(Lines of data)
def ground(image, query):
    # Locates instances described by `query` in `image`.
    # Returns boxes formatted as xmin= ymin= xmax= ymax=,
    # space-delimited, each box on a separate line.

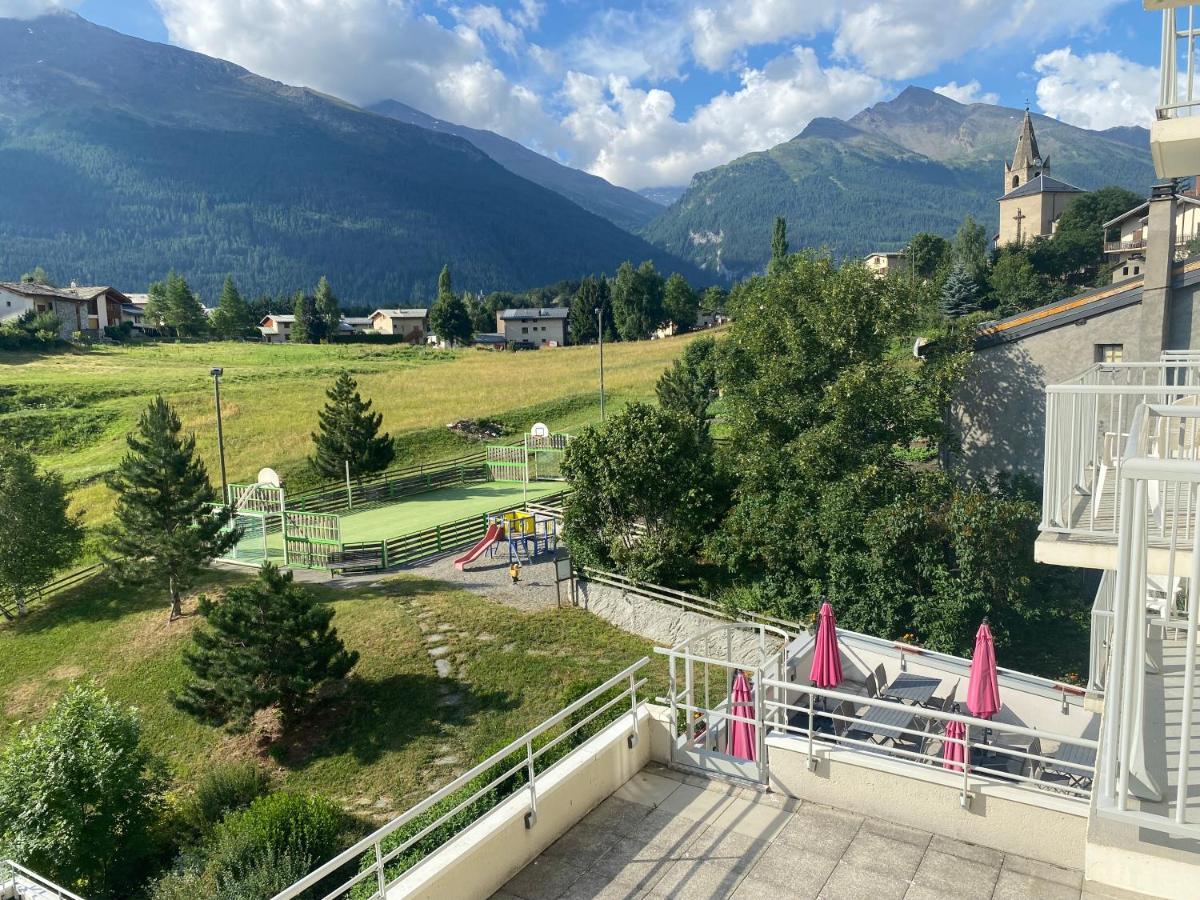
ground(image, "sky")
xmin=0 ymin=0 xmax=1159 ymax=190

* * *

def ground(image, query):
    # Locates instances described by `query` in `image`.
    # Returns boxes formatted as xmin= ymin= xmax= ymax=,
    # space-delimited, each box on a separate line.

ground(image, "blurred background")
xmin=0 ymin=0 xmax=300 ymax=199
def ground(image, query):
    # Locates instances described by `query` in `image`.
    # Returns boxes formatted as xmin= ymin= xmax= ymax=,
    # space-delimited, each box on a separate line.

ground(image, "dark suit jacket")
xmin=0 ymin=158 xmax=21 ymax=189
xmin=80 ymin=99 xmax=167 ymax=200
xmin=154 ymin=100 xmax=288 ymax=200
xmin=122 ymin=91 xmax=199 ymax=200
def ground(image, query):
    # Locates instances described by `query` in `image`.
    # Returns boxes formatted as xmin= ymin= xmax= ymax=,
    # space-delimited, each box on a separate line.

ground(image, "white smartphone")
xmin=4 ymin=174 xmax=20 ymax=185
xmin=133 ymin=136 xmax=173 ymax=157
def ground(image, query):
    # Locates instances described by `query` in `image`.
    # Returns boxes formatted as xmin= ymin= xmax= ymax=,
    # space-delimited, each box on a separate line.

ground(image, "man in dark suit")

* Task statement:
Extract every line of the listing above that contains the string "suit". Treat uppercase and lowercase letters as different.

* Output below:
ground(image, "dark suit jacket")
ground(image, "man in dark suit")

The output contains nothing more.